I would like the lines below, from the one with "panel in the photo above." through the one with "front wheel in the photo above.", copied exactly and without any pictures.

==== Data provided ====

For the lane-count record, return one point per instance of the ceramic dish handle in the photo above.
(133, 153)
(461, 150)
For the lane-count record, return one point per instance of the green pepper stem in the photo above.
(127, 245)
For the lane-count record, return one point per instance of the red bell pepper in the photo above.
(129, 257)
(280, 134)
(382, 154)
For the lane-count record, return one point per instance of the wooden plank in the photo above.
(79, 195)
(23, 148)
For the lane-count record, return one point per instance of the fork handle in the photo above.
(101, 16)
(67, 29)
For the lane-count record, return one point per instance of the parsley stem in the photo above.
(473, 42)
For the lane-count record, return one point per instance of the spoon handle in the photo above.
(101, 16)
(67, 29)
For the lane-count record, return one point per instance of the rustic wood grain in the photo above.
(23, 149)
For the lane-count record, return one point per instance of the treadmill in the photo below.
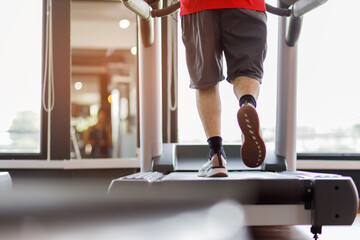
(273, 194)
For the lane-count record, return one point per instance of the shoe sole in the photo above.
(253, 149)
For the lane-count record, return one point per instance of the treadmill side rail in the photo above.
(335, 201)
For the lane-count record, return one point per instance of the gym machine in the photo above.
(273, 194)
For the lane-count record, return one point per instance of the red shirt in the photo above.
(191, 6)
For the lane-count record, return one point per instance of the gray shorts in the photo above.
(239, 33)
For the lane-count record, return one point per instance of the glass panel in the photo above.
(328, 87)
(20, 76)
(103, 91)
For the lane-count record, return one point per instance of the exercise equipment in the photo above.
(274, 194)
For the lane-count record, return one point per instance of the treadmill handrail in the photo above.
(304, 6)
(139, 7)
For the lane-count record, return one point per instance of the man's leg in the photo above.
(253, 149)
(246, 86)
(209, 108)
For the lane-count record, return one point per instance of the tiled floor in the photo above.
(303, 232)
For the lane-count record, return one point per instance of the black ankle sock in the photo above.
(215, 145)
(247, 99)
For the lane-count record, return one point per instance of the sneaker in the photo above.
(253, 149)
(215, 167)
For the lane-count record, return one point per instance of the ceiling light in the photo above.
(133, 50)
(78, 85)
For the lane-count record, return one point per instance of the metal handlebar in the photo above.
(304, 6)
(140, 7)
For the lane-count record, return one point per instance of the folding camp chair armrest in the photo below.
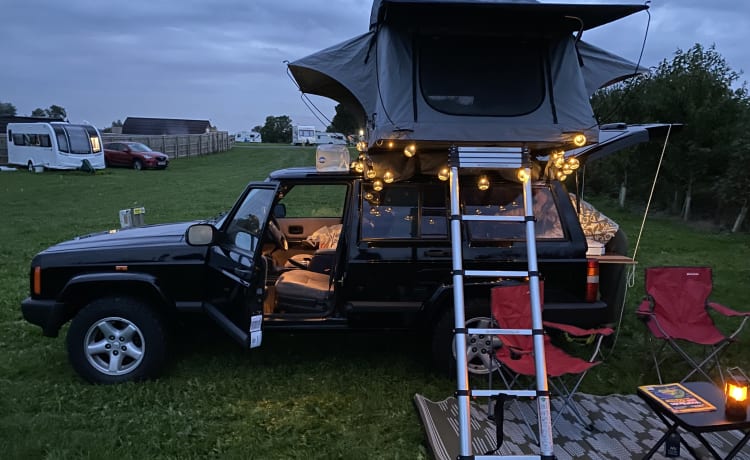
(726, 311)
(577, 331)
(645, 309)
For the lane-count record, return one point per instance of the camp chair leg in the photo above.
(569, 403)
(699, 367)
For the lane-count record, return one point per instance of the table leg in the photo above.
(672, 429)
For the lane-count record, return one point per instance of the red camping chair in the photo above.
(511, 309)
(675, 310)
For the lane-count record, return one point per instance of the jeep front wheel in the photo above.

====
==== Data provided ====

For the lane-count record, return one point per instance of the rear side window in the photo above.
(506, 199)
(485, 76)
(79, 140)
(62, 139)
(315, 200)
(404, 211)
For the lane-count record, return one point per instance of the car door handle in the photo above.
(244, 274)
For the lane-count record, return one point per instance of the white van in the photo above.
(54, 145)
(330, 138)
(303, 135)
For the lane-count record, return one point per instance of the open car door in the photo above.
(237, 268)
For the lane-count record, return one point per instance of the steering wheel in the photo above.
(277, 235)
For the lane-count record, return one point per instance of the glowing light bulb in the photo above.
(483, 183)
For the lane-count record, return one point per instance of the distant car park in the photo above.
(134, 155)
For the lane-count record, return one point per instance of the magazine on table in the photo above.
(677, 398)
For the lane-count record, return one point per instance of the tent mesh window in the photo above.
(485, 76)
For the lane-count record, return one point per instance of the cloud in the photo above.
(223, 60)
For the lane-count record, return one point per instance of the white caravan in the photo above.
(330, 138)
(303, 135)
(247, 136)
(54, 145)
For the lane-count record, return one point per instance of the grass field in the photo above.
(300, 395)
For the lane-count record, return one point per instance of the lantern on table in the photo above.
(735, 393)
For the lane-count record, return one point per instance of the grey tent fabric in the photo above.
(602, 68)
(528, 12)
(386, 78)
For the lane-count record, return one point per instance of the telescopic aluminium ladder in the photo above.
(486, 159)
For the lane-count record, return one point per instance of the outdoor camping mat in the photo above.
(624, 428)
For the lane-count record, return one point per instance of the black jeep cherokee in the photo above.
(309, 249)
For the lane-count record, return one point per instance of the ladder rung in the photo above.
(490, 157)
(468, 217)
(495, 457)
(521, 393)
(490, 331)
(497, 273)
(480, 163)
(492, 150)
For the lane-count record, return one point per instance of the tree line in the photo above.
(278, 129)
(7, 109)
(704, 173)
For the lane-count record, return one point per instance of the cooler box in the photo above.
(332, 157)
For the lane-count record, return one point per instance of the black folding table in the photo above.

====

Answer box =>
For the lane-count record, return one point per instance of the glass panel in the photo above.
(328, 87)
(20, 76)
(103, 91)
For the lane-count record, return one point per instance of the exercise equipment in the photo above.
(274, 194)
For the lane-count record, return one point per instance of the treadmill handrail in the photo above.
(304, 6)
(139, 7)
For the lane-count record, return one point per instance of the man's leg in the photo above.
(253, 149)
(246, 86)
(209, 108)
For the lane-count record, return one point per instance of the tiled floor in the photo above.
(303, 232)
For the lane-count record, return one point per instance of the black ankle sock in the photo above.
(215, 145)
(247, 99)
For the lane-count record, return one point per instance of the sneaker in the photo above.
(253, 149)
(215, 167)
For the lane-count record, return one point per instance of the ceiling light in the photo above.
(133, 50)
(78, 85)
For the lane-count record, return one point per instance of the metal handlebar in the photo above.
(304, 6)
(140, 7)
For the lane-count record, return one point per instance of the folding camp chair armrest in the photo below.
(726, 311)
(577, 331)
(645, 309)
For the lane-count record, return one point per instance of the camp chair leg in the photo above.
(569, 403)
(699, 367)
For the lane-count record, return one point per instance of the table leg in the photo above.
(672, 429)
For the lane-count record, return one point per instance of the red camping chair in the photo above.
(511, 309)
(675, 310)
For the lane-count record, return one point per instance of the jeep front wheel in the photo above.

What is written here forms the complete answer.